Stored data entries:
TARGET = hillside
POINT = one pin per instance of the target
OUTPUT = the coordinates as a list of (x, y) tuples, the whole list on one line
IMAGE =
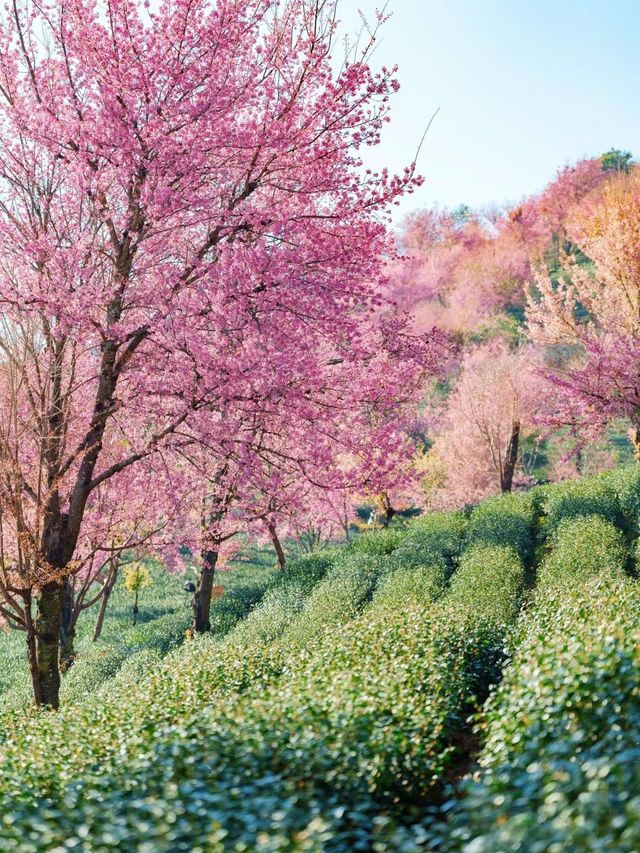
[(341, 704)]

§ **WORK INSTRUCTIONS**:
Omit the pictures; set down each record exactly.

§ **ANSWER FOR THIS EXERCISE**:
TARGET = hillside
POINT = one pin per instance of the target
OUTPUT = the coordinates as a list of (x, y) tuples, the whole list on one line
IMAGE =
[(341, 704)]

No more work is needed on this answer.